This page offers pointers to some basic texts about digital technology - machines, software and networks - and schools of thought. 

It covers -

subsection heading icon     introductions

Two intelligent introductions to the global information infrastructure (GII) are Christine Borgman's From Gutenberg to the Global Information Infrastructure: Access To Information in the Networked World (Cambridge: MIT Press 2000) and Information Rules: A Strategic Guide to the Network Economy (Boston: Harvard Business School Press 1999) by Hal Varian & Carl Shapiro. 

Borgman concentrates on access to information rather than the performance characteristics of parts of the networks, while Varian offers an outstanding exploration of the global information economy.

The Social Life of Information
(Boston: Harvard Business School Press 2000) by John Seely Brown & Paul Duguid is an essential study of the interrelationship between people, devices, networks and data in what Negroponte characterises as the "global infospace".

David Alberts & Daniel Papp edited the wide ranging Information Age Anthology (IAA), recommended for its thoughtful exploration of technologies and their social/economic consequences. The essays in The Information Technology Revolution (Cambridge: MIT Press 1986) edited by Tom Forester and Welcome To The Wired World (Harlow: FT Com 2000) by Anne Leer are also of value. 

subsection heading icon     devices

Computer: A History of the Information Machine (New York: Basic Books 1996) by William Aspray & Martin Campbell-Kelly is an excellent historical introduction. 

Paul Ceruzzi's A History of Modern Computing (Cambridge: MIT Press 1998) is another historical study. David Harel's Computers Ltd: What They Really Can't Do (Oxford: Oxford Uni Press 2000) provides perspective.

Irv Englander's The Architecture of Computer Hardware & Systems Software (New York: Wiley 2000) is, as the blurb says, a "gentle but thorough introduction to computer architecture and systems software". It explains processors (and peripherals such as printers), software and networks.

Frank Koelsch's The Infomedia Revolution (Toronto: McGraw-Hill Ryerson 1995) is a breathless tour of personal digital assistants, video phones and things that flash or sing. The 2000 Invisible Computer conference discussed smart coffee cups, intelligent toasters, web-connected refrigerators and wearable computers.

Neil Gershenfeld's The Physics of Information Technology (Cambridge: Cambridge Uni Press 2000) is a demanding but very lucid discussion of chips, wires and networks. Useful reading if you want to understand much of the science described in Englander's Architecture book.

*Items*:
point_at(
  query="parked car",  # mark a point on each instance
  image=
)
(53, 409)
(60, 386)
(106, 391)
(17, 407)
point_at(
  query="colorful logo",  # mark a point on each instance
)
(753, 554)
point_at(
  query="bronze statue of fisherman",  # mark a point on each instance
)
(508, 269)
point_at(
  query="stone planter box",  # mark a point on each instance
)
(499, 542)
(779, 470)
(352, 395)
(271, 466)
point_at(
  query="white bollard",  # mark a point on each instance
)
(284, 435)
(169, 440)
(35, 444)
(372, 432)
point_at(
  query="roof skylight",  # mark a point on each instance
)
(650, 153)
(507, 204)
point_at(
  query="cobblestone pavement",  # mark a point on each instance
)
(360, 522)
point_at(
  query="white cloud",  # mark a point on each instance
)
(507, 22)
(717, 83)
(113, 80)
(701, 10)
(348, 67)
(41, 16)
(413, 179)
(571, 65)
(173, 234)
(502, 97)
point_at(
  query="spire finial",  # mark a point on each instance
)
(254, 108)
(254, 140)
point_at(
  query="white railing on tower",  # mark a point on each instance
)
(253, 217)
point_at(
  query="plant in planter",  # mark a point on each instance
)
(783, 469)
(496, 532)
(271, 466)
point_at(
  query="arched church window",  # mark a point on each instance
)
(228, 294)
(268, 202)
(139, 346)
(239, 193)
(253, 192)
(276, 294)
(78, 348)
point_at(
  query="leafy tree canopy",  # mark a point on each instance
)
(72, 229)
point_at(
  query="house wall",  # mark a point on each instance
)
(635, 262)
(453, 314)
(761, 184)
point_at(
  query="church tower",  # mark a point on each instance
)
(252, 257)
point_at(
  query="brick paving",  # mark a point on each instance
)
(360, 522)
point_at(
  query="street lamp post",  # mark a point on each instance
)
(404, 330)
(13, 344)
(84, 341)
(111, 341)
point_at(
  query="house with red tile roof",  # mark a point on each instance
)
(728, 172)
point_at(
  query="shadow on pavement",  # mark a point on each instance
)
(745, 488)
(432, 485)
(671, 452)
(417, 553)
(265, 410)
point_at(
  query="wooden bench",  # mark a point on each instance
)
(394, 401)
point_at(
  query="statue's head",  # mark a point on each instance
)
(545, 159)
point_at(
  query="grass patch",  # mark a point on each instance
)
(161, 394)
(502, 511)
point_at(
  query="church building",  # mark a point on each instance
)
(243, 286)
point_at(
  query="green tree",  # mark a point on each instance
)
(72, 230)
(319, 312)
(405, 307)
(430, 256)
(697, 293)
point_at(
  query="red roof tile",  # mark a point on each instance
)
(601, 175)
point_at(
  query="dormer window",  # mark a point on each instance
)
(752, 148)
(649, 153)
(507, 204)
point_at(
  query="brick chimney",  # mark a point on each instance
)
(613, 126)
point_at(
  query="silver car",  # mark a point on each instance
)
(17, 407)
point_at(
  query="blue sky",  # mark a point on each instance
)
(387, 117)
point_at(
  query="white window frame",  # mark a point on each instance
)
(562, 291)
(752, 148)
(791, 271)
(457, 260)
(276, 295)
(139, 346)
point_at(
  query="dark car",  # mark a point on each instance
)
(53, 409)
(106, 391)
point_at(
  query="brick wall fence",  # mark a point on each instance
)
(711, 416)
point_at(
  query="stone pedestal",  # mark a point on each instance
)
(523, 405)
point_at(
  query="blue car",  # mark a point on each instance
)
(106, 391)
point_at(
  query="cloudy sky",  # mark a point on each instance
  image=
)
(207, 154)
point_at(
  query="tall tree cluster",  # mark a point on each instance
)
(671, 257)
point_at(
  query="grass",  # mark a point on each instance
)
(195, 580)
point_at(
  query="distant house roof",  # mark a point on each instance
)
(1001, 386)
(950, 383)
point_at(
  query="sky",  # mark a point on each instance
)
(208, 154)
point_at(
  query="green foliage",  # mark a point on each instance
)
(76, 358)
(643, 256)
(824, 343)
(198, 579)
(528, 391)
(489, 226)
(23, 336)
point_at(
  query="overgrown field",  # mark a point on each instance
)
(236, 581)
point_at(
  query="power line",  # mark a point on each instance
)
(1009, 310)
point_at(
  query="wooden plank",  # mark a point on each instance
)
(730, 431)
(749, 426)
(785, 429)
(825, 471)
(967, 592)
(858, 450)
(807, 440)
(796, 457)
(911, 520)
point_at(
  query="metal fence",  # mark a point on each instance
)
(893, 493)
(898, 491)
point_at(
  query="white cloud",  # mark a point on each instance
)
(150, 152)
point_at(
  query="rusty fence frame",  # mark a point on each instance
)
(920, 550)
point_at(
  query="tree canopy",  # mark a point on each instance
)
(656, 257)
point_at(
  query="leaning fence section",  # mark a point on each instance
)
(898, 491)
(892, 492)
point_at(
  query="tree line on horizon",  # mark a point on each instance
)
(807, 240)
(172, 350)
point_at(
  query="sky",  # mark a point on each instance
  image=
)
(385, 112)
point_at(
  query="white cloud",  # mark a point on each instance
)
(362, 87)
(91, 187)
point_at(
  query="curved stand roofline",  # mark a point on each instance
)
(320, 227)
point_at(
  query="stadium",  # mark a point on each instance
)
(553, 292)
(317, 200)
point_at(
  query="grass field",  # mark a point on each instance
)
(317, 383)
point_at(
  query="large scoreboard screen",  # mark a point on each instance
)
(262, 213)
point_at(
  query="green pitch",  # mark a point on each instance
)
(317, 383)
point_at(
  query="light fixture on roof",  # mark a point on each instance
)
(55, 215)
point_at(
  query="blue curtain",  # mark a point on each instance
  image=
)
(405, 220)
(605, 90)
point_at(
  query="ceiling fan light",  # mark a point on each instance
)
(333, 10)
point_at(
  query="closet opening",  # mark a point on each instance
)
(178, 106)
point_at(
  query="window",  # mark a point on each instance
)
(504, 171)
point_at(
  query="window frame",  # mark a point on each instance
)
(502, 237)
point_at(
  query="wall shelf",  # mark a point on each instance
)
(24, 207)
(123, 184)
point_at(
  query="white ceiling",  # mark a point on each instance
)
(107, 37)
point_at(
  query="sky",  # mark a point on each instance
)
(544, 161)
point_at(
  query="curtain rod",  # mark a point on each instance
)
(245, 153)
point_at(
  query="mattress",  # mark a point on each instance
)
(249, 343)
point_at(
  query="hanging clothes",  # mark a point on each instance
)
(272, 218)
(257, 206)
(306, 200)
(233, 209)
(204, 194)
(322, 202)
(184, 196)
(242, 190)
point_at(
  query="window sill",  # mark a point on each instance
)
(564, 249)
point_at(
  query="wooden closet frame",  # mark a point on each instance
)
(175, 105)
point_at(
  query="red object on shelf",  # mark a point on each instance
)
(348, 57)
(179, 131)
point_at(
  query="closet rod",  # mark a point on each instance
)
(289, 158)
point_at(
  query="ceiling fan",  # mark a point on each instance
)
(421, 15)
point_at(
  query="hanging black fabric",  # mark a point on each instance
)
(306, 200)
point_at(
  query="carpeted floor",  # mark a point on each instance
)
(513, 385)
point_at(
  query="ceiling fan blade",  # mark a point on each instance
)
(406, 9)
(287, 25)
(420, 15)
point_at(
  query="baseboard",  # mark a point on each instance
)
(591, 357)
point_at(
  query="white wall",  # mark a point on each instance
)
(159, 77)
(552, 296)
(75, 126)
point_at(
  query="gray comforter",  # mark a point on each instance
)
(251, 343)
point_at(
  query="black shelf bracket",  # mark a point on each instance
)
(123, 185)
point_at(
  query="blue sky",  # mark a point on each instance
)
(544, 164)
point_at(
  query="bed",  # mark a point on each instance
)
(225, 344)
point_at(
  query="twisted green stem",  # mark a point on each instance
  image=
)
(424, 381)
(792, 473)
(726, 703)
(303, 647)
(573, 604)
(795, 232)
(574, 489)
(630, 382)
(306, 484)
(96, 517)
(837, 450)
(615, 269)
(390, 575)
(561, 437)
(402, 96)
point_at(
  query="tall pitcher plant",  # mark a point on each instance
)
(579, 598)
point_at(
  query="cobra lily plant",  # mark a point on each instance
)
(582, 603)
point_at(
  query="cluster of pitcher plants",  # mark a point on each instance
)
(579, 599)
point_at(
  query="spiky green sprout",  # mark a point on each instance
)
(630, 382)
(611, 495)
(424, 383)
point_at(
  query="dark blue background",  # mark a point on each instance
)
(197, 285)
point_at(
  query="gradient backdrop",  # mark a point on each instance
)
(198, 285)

*Instructions to follow*:
Can you continue the reading guide on digital technology from its last sentence onward? The material comes from a separate source and is unrelated to the reading guide on digital technology.

*Answer to this exercise*:
Andrew Odlyzko's 1999 article on The visible problems of the invisible computer: A skeptical look at information appliances is one of the more incisive studies of convergence. Donald Norman's The Invisible Computer (Cambridge: MIT Press 1998) is essential reading. Michael Dertouzos' The Unfinished Revolution: Making Computers Human-Centric (New York: HarperBusiness 2001) is also of significance.

More detailed pointers to computer industry and technology are supplied by the Evolution of the Web profile elsewhere on this site. There are supplementary profiles and notes on RFIDs and Biometrics.

subsection heading icon     code

Daniel Hillis' The Pattern On The Stone: The Simple Ideas That Make Computers Work (New York: Basic Books 1998) is a concise, elegant introduction to software. There's a wider-ranging account in Charles Petzold's Code: The Hidden Language of Computer Hardware & Software (Redmond: Microsoft Press 1999).

The Fifth Language: Learning A Living In The Computer Age
(Toronto: Stoddart 1995) by Robert Logan considers software as language that has to be understood by the "meatware" (ie you and you).

Martin Davis' engaging The Universal Computer: The Road From Leibniz To Turing (New York: Norton 2000) describes the philosophical and mathematical principles underlying modern computing.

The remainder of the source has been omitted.